## [TASK GOAL]
The following entries are to be retyped in full, exactly as written.

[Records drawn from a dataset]
Content starts

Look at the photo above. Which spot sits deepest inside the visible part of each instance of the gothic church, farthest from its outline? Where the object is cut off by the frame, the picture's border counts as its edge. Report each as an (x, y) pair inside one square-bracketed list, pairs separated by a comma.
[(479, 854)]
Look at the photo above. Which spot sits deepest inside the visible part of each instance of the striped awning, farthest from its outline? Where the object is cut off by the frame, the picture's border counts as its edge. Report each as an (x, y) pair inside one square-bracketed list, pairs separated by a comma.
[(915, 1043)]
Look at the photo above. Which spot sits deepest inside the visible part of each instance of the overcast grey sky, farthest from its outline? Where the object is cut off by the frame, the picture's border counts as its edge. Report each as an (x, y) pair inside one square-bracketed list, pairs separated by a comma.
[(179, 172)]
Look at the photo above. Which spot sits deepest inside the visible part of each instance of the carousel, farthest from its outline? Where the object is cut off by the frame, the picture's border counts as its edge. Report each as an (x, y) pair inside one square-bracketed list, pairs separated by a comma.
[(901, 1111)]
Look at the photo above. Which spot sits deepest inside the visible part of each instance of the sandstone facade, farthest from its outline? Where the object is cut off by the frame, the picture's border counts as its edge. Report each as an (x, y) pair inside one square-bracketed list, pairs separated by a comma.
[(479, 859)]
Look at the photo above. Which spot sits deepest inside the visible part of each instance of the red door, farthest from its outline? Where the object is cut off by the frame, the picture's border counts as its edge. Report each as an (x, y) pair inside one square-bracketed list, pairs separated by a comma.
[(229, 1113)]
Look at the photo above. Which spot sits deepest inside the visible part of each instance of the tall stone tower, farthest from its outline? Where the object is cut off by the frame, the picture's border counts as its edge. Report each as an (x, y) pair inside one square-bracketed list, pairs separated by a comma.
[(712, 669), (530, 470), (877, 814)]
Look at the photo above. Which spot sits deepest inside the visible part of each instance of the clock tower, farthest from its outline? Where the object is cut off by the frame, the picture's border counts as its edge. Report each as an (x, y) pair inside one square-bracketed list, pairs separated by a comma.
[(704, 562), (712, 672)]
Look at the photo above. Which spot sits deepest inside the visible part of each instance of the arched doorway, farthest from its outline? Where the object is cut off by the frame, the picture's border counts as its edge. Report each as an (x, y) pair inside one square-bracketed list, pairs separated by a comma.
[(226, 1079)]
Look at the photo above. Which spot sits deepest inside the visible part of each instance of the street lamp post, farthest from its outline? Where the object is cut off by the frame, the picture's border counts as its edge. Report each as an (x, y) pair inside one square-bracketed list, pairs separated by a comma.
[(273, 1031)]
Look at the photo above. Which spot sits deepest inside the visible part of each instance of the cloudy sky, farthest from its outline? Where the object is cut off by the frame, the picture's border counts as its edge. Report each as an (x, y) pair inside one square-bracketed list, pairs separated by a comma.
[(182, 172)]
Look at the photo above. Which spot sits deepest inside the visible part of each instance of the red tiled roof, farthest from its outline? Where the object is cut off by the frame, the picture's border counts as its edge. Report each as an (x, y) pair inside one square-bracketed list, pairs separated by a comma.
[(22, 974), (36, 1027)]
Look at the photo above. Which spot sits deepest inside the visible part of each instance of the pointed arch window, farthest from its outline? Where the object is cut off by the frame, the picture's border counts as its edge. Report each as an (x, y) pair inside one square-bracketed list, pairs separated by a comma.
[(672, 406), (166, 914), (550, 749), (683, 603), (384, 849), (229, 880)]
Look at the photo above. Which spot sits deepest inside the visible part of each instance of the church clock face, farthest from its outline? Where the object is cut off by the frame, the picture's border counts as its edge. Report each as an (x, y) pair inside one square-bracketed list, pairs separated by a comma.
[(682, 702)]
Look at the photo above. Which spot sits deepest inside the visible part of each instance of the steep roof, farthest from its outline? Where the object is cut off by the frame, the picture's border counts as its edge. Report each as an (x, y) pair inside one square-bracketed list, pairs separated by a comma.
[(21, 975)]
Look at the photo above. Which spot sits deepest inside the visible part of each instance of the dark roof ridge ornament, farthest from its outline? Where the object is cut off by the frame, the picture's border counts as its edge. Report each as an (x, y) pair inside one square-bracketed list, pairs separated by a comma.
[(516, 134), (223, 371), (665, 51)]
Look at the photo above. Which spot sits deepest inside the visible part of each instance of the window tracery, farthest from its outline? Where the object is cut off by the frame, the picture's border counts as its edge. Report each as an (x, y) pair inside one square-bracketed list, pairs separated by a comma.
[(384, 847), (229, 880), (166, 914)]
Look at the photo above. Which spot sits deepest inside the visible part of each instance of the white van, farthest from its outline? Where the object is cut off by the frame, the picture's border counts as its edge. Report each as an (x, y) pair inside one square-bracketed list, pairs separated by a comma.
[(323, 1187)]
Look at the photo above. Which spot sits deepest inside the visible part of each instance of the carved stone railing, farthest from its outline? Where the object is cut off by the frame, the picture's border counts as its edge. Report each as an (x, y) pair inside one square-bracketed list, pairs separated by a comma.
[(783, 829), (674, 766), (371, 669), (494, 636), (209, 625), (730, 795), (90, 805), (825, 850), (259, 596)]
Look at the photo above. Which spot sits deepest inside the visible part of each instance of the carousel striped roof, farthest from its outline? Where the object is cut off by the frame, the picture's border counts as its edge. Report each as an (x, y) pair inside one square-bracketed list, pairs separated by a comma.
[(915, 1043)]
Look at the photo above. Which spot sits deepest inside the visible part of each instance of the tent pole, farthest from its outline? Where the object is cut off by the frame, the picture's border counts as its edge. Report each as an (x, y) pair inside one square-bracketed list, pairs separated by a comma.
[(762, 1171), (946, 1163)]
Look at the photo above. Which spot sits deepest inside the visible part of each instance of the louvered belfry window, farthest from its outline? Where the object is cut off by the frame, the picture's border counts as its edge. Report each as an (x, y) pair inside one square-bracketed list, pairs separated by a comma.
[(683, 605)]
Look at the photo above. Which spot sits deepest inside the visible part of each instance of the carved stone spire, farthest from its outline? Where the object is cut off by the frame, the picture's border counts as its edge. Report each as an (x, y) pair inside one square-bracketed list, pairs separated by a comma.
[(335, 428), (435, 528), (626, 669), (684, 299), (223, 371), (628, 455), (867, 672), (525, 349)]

Content ends

## [RESULT OF THE TASK]
Look at the photo above. Which spot sits deepest inside the visible part of each instance of the gothic church, farthest from its outline? Where the object is cut off by the frame, the picture's border counts as its edge. Report each as an (x, y) pair inside one square-bracketed list, pairs separated by a comma.
[(479, 854)]
Look at the photo above. Which spot sits deepest inside the visible part of each instance of the striped awning, farthest from its outline? Where the object is cut off by the frame, the picture's border counts as its edge. Report each as an (x, y) pair inside one square-bracketed list, pairs separated by a comma.
[(915, 1043)]
Look at the photo above. Which spot sits deepest inside the visible part of each instance of the overcast grey sky, farthest from its outline? Where the object is cut off by the frame, the picture's border counts as its edge. Report each as an (x, y) pair inside one square-bracketed list, pairs separated by a comma.
[(179, 172)]
Look at the photo above. Which spot sits deepest inside the visible part of each instance of the carousel, farthest from its outline? Where the object is cut off by the frame, the picture's border counts as its edge. Report each as an (x, y) pair inside one square-bracketed list, pairs separated by a comma.
[(901, 1111)]
Look at the photo above. Which spot sits deepest inside the visible part of each instance of the sandstone facade, farthest from its outline? Where the object is cut off by the frame, the picture's border counts as its edge. Report each as an (x, y) pair inside one square-bracketed list, pairs separated by a comma.
[(479, 859)]
Look at the photo above. Which spot sits deepest inside the visible part of each instance of the red door, farthest from its outline? Where the object is cut off by the frame, the picture's border counts as its edge. Report each as an (x, y) pair inside one square-bracketed list, pairs separated by a comma.
[(229, 1113)]
Look at the photo above. Which spot sits deepest inside the visible part of each instance of the tall stone tower, farthest from its outline? Where the object is cut off by the frame, the picture's border counts as its edge. Report each as an (x, y) pair inside one square-bracketed list, pairs separated by a comma.
[(712, 669), (530, 470), (877, 814)]
Look at the photo above. Which spot sits deepest inside the visible part of each instance of the clock tower, farthest from its outline? Where the object is cut off by the frame, the picture's border counts as its edge. Report each as an (x, y) pair inside one square-bracketed list, pairs separated by a comma.
[(704, 562), (712, 672)]
Look at the photo above. Which spot sits deepest inside the visible part of each instance of the arched doorway, farthest from its outline? Where the object is cut off by the frame, the picture's border counts as its edge. Report each as an (x, y) pair inside one square-bracketed list, pairs separated by a comma.
[(226, 1079)]
Look at the photo above. Which spot sits deepest inside the visible part of each instance of the street lamp post, farthest from its outline? Where the object is cut off by the frame, the picture's border counts as its edge. Report each as an (x, y) pair inside one square-bracketed list, pairs separated by a comma.
[(273, 1031)]
Look at the photo above. Which spot sits deepest inside the visible part of each instance of the cloudy sky, farthest from its outline? Where the object is cut off by the frame, the picture's border counts as its edge. Report each as an (x, y) pair inside one square-bracketed list, pairs separated by a comma.
[(182, 172)]
Look at the photo above. Which spot sits deepest inside the visible part of each instance of the red tiled roof, farthest from its outline? Where the object is cut off by the frame, the picture's border counts as its edge. Report each as an (x, y) pair inside one square-bracketed list, pairs separated by a comma.
[(22, 974), (36, 1027)]
Look at the photo above. Which spot sits deepest inside the visible part of each instance of the pointed arch window, farthest from its outline? Where the object is cut off by the frame, the picture's border counts as its edge. Report each as an (x, y) pair inside one square-bracketed list, pairs separated by a comma.
[(672, 406), (166, 914), (550, 749), (683, 603), (384, 849), (229, 880)]
Look at the photo above. Which spot sits deepest inside the visible part of each instance of the church clock face, farthest from its outline? Where the object is cut off by the frame, the picture's border counts as its edge. Report each as an (x, y) pair inside one square-bracketed list, pairs separated by a comma.
[(682, 702)]
Look at the photo above. Which spot sits deepest inside the visible part of each instance of the steep roof, farthest from its outline? Where the object is cut off by the frame, the picture's border counts as its edge. Report each as an (x, y) pair inside one square-bracketed list, pairs separated by a comma.
[(21, 975)]
Look at the photo above. Which spot sits deepest inside the visible part of each instance of the dark roof ridge ornament, farthest from its outline? Where the object is cut off by the frame, the picture's border counts as its edge. Report each as an (x, y) pair inside one square-bracketed list, pairs separated by a comma.
[(516, 134), (223, 371), (665, 51)]
Look at the photo above. Which spot sits deepest inside the visible part of each instance of the window tracery, farthest from its outline? Where the object is cut off by the frame, the picture's border counts as its edge. Report each as an (x, y) pair inside one square-bracketed list, pairs separated by a comma.
[(384, 847), (229, 880), (166, 914)]
Look at the photo above. Which spot sits deepest inside the visible part of each instance of the white van, farthest from its outline? Where the object is cut off by the frame, the picture's border counts as its edge. Report each as an (x, y) pair inside one square-bracketed list, pairs separated by a comma.
[(323, 1187)]
Look at the photo above. Which spot sits deepest inside the visible part of each instance of the carved stone railing, farthest from its outline? Where the object is cut off by the frame, the picture's border counts as its edge. Report each as an (x, y) pair inside one square-bracketed list, pairs separated by a comma.
[(783, 829), (674, 766), (371, 669), (494, 636), (209, 625), (730, 795), (90, 805), (825, 850), (259, 596)]
Look at the photo above. Which spot sits deepest inside the visible part of each instance of the carousel striped roof, farthest from its outline? Where the object is cut off by the frame, the picture's border counts as its edge. Report each as an (x, y) pair inside one square-bracketed list, pairs separated by a comma.
[(915, 1043)]
Look at the photo above. Which spot sits deepest inside the visible part of each instance of the tent pole, farthest from its outline? Where the object is cut off by the frame, the picture's border counts as its edge. Report each as an (x, y) pair inside one square-bracketed list, pairs separated by a comma.
[(762, 1171), (946, 1163)]
Look at the photo above. Which spot sits deepest inside the visible part of each instance of the louvered belfry window, farthest from its outline? Where the object is cut off by the frame, the picture's border counts as its edge. Report each as an (x, y) pair inside one square-bracketed list, pairs separated by a comma.
[(683, 605)]
Look at the photo above. Which spot sits deepest inside the visible part of each instance of the carved stone spire, farthest from its outline? Where the object is cut off by the frame, the picture's border counts as its edge. Report each as an (x, y) pair inside one square-bracketed list, pairs separated by a comma.
[(335, 428), (435, 528), (626, 669), (684, 299), (223, 371), (628, 455), (867, 672), (525, 349)]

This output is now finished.